#### [DIRECTIONS]
Please turn every line of the listing below into a numbered list, leaving out any blank lines.

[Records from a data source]
- - - - - - -

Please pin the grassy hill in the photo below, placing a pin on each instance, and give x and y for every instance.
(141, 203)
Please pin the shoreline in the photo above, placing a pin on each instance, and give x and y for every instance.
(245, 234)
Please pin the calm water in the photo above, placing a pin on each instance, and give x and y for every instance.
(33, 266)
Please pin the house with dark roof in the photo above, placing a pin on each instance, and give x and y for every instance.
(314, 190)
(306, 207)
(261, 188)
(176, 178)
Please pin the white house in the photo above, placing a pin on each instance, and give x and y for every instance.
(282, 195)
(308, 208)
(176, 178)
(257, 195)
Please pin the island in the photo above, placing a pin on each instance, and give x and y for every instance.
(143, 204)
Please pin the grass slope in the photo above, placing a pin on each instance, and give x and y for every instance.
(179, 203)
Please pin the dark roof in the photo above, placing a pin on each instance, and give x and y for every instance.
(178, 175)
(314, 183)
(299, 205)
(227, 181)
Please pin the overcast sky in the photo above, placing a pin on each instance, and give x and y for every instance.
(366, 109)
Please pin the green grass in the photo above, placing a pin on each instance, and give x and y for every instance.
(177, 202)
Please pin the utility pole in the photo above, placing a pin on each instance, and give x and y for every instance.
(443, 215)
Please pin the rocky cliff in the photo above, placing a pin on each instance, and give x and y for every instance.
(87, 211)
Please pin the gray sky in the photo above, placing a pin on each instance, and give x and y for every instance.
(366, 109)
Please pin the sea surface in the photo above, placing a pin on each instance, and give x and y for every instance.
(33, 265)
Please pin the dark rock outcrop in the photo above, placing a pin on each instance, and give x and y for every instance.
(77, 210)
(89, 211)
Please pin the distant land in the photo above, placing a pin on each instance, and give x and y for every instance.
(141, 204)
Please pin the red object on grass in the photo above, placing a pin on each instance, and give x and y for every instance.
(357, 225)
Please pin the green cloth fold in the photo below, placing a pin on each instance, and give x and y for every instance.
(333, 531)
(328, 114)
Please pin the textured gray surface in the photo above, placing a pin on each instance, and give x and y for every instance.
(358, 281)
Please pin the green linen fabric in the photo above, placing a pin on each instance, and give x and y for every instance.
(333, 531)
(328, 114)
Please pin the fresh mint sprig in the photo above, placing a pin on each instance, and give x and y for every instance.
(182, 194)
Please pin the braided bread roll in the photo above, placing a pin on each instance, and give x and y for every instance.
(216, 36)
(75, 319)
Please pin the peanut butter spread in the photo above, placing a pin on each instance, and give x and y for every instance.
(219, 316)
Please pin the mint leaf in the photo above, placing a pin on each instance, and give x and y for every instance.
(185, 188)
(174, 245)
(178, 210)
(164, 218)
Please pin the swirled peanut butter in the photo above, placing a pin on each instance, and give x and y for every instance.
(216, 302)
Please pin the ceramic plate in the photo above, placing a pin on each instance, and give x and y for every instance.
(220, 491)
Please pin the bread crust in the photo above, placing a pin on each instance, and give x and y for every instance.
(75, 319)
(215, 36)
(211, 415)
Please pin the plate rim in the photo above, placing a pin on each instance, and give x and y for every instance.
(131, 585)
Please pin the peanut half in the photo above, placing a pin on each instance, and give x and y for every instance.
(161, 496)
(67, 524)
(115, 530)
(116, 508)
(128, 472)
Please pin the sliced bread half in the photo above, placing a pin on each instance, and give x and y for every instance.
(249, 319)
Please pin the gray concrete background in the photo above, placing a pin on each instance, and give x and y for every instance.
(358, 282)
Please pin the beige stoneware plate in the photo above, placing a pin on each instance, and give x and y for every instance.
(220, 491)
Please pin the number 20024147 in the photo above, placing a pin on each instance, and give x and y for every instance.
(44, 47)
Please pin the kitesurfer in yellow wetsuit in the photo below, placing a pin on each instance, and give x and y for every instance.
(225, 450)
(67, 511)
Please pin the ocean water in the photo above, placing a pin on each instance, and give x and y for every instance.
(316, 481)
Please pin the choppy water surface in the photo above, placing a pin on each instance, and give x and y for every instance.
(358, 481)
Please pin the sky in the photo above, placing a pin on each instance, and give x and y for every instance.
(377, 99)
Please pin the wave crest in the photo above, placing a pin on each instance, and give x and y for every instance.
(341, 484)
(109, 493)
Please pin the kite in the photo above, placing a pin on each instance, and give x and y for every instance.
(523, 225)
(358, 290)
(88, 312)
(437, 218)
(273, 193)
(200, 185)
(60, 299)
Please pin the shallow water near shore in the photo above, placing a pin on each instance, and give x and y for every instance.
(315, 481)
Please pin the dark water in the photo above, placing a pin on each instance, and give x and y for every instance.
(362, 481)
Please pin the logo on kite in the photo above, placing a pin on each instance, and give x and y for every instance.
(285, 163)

- - - - - - -

#### [COMPLETE RESPONSE]
1. Please pin the grassy hill in the photo below, placing a pin on each instance, and give x and y for every instance.
2. (141, 203)
3. Please pin the shoreline in the photo above, placing a pin on each instance, and give x and y for every instance.
4. (245, 234)
5. Please pin the calm water in the photo above, placing a pin on each instance, and give x and y for every instance.
6. (33, 266)
7. Please pin the house with dark roof in the photo above, placing a pin on each instance, and give x and y for every instance.
8. (314, 190)
9. (306, 207)
10. (261, 188)
11. (176, 178)
12. Please pin the white house in the photo above, placing a pin on each instance, and give x and y for every instance.
13. (282, 195)
14. (308, 208)
15. (176, 178)
16. (257, 195)
17. Please pin the island in the photo above, placing a pin on each instance, and give x and y for every instance.
18. (143, 204)
19. Please pin the grass slope in the photo above, placing a pin on each instance, and give x and y for every instance.
20. (179, 203)
21. Please pin the dark roof in the photo above, placing a pin on each instance, and give x and y for every instance.
22. (178, 175)
23. (314, 183)
24. (299, 205)
25. (227, 181)
26. Please pin the overcast sky in the photo above, placing a pin on each instance, and give x and y for every instance.
27. (366, 109)
28. Please pin the green grass in the photo above, placing a pin on each instance, and give x and y for every instance.
29. (177, 202)
30. Please pin the utility pole in the photo above, placing a pin on each instance, and give x and y for every instance.
31. (443, 215)
32. Please pin the rocky cliff in the photo above, placing a pin on each instance, and give x and y for every instance.
33. (87, 211)
34. Please pin the gray sky in the photo above, placing a pin on each instance, and give x and y for every instance.
35. (366, 109)
36. Please pin the sea surface in the photo above, placing a pin on each instance, and give x and y for every instance.
37. (33, 265)
38. Please pin the dark rock outcrop in the photo above, placing a pin on each instance, and give x and y for every instance.
39. (77, 210)
40. (89, 211)
41. Please pin the distant land in the photo above, placing a pin on each instance, and give x and y for every instance.
42. (141, 204)
43. Please pin the red object on grass in the photo above, placing a pin on each instance, and give x and y for every instance.
44. (357, 225)
45. Please pin the green cloth fold in the photo below, placing a pin on each instance, and give x and y for every instance.
46. (333, 531)
47. (328, 114)
48. Please pin the textured gray surface in the photo above, placing a pin on each instance, and give x and y for every instance.
49. (358, 281)
50. Please pin the green linen fabric in the photo above, placing a pin on each instance, and give x and y for every instance.
51. (333, 531)
52. (328, 114)
53. Please pin the fresh mint sprig in the photo above, placing a pin on each instance, and give x and y for every instance.
54. (182, 194)
55. Please pin the braided bread roll in the photo above, placing a pin on each instance, and give x and y for every instance.
56. (216, 36)
57. (75, 319)
58. Please pin the peanut butter spread in the photo above, placing a pin on each instance, and give x and y for every instance.
59. (219, 316)
60. Please pin the mint leaf in the photo above, placing a pin on each instance, and give x and y for every instance.
61. (185, 188)
62. (174, 245)
63. (178, 210)
64. (164, 218)
65. Please pin the swirled peanut butter in the photo above, placing a pin on each instance, and give x and y for every instance.
66. (216, 302)
67. Please pin the ceramic plate in the photo above, placing a pin on each instance, and give x and y for every instance.
68. (220, 491)
69. Please pin the bread crust in the photo above, placing a pin on each instance, and give x and y for every instance.
70. (75, 319)
71. (215, 36)
72. (211, 415)
73. Please pin the plate rim in the photo above, placing a pin on each instance, and give x and y for every instance.
74. (131, 585)
75. Please pin the peanut half in the photo above, placing a pin on each instance, and give x and y for every instance.
76. (161, 496)
77. (67, 524)
78. (115, 530)
79. (116, 508)
80. (128, 472)
81. Please pin the sliced bread half in the photo above, placing a pin on each instance, and give x and y for every instance.
82. (249, 319)
83. Please pin the gray concrete background in the photo above, placing a pin on each instance, and give x and y for every instance.
84. (358, 282)
85. Please pin the beige stoneware plate in the photo above, placing a pin on each instance, and give x and y for every instance.
86. (220, 491)
87. Please pin the number 20024147 in the photo above, placing a pin on each instance, and give x and y for every instance.
88. (44, 47)
89. Please pin the kitesurfer in yellow wetsuit in the photo below, placing a pin on each instance, and give x and y for every instance.
90. (225, 450)
91. (67, 511)
92. Please pin the ocean water in the photo above, placing a pin on each instance, and give x and y for every instance.
93. (316, 481)
94. Please pin the choppy water surface in the photo above, placing a pin on each instance, and give x and y for every instance.
95. (358, 481)
96. Please pin the sky in the photo above, placing a pin on each instance, and give x and y for every instance.
97. (377, 99)
98. Please pin the wave crest in the photo above, placing a pin on each instance, and give x and y for every instance.
99. (341, 484)
100. (109, 493)
101. Please pin the kite in the photo above, placing a pin on each instance, and give x and y for every instance.
102. (523, 225)
103. (358, 290)
104. (88, 312)
105. (437, 218)
106. (273, 193)
107. (200, 185)
108. (60, 299)
109. Please pin the shallow water near shore in the photo above, placing a pin on each instance, and give x and y for every instance.
110. (315, 481)
111. Please pin the dark water in the photo above, placing a pin on each instance, and give x and y for every instance.
112. (362, 481)
113. Please pin the logo on kite in the photo above, placing a pin on each instance, and give x and y for every instance.
114. (285, 163)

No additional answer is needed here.